▶ **TEXTO EXTRAÍDO**
▽
Hace años en Valencia utilizaba para
mis artículos la referencia de un maestro
fallero que me corregía las crónicas y sólo existía en mi imaginación.
Al maestro fallero le atribuía el papel
más crítico y yo me reservaba el complaciente y tolerante. Muchos sospecharon el
artificio y alguno, un joyero deseoso de la notoriedad que no le daba su pingüe
negocio, dió en proclamar que el maestro fallero de mis crónicas era él. Nunca
podría imaginar yo que aquel juego literario
se haría realidad un día. El personaje ha venido en busca de su autor y al fin he
podido ponerle nombre y cara: el maestro Vicent Luna Cerveró. Hoy es realidad
lo que entonces era extraña invención. Era una especie de alter ego tirando a rojo
y a republicano; y, al conocerlo, me he quedado sin alter y sin ego. Pero convencido de que
soy un Pirandello en potencia.
Con esta idea me despedí de
congresistas y organizadores en la UIPM, tras la formidable conferencia de Luis Francisco
Esplá, gran Ignacio Sánchez
Mejías de La Argentinita de Santiago
Sánchez, hace dos meses en el María Guerrero, sobre texto de Diana de Paco y mío.
△
▶ **DATOS DE ORIGEN**
▽
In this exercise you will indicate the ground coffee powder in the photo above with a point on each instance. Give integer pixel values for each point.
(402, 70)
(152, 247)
△
▶ **OBJETIVO**
Vuelve a teclear íntegro el texto sobre el maestro fallero, sin cambiar ni un carácter.

▶ **RESULTADO**
Hace años en Valencia utilizaba para
mis artículos la referencia de un maestro
fallero que me corregía las crónicas y sólo existía en mi imaginación.
Al maestro fallero le atribuía el papel
más crítico y yo me reservaba el complaciente y tolerante. Muchos sospecharon el
artificio y alguno, un joyero deseoso de la notoriedad que no le daba su pingüe
negocio, dió en proclamar que el maestro fallero de mis crónicas era él. Nunca
podría imaginar yo que aquel juego literario
se haría realidad un día. El personaje ha venido en busca de su autor y al fin he
podido ponerle nombre y cara: el maestro Vicent Luna Cerveró. Hoy es realidad
lo que entonces era extraña invención. Era una especie de alter ego tirando a rojo
y a republicano; y, al conocerlo, me he quedado sin alter y sin ego. Pero convencido de que
soy un Pirandello en potencia.
Con esta idea me despedí de
congresistas y organizadores en la UIPM, tras la formidable conferencia de Luis Francisco
Esplá, gran Ignacio Sánchez
Mejías de La Argentinita de Santiago
Sánchez, hace dos meses en el María Guerrero, sobre texto de Diana de Paco y mío.